This paper is arranged as follows: Section 2 gives the context to this paper, reviewing the research literature in this field and recording challenges in IoT including overloaded networks, and the need for resource management, video streaming, and IoT security. The Section also reviews the video processing background, including video compression and motion detection. Section 3 describes the methodology pursued in the paper, while experimental results are presented in Section 4, along with a discussion of their significance, including in relation to other recent similar systems. Finally, Section 5 draws some conclusions as a result of this study.

3. METHODOLOGY

In this Section, the methodology employed is described in a modular fashion. These modules include data acquisition, ROM identification, load reduction, and secure transmission.

3.1. Outline of the Approach

This study advocates a method of video compression in which each consecutive frame of a video is preprocessed, as the basis of making a decision regarding whether the video information at that time shall, after compression, be sent or not. That is to say, it decides whether to transmit the compressed video data from an originating IoMT device across the IoMT network. A difference frame is used to establish whether any meaningful information is present or not at any one moment in time. Based on that information, reduction of data can be achieved through motion detection. By reducing the video content, the method not only avoids storage problems, given the limited memory sizes of typical IoMT devices, but it also enables efficient processing and secure streaming of the compressed video data, preserving the video quality, while not omitting any significant information contained in the acquired video frames.

▬▬▬▬▬▬

### GIVEN INSTRUCTION A
Update the IoMT video compression excerpt between "3. METHODOLOGY" and "and secure transmission.", inclusive, changing "modules" to "components".
### GIVEN INSTRUCTION B
Carry on writing the IoMT video compression excerpt past its final sentence.

### MATERIAL PROVIDED

▬▬▬▬▬▬

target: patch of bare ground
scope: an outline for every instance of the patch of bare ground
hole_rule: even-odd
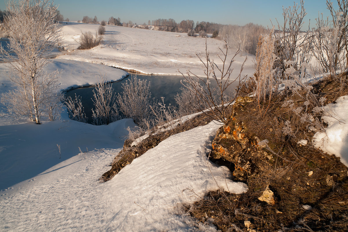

▬▬▬▬▬▬

### RIGHT ANSWER A
3. METHODOLOGY

In this Section, the methodology employed is described in a modular fashion. These components include data acquisition, ROM identification, load reduction, and secure transmission.

### RIGHT ANSWER B
3.2. System Composition

The system that has been designed by the authors is divided into four major components comprising of: (1) Data Acquisition; (2) ROM Identification; (3) Load Reduction; and (4) Secure Transmission. The system, as shown in Figure 1, was implemented using the OpenCV library, written in the Python programming language, to facilitate a variety of functions for image and video processing. The proposed method uses an implementation of the JPEG codec in OpenCV. In data acquisition, video frames are captured as YUV video of Phase Alternating Line (PAL) TV/video system [57] before conversion back to the more convenient, as far as the current video processing of the authors is concerned, Red/Green/Blue (RGB) color space. Thus, frame difference images are formed in that RGB space. The difference frame calculated at any one instance is reduced to specified intensity values. A ROM is separated from an image depending on the amount of motion change within each identified region. The ROM is then compressed and encrypted before it is sent across the IoMT network. A more detailed overview of each module is now given.
Figure 1. A modular representation of the system.
It is important to notice that for some security applications, there may not be a need to convert from YUV to RGB, as color images may not be required. In fact, if difference imaging was the only application envisaged then only the Y channel could be sufficient and will result in saving of resources. However, if further video analysis is to be performed then conversion from YUV to RGB color space may well be required, such as for gait recognition at airports [58] or facial recognition using the Kinect sensor [8]. Therefore, this paper considers a system with the more general case, which readers can reduce according to their individual application requirements.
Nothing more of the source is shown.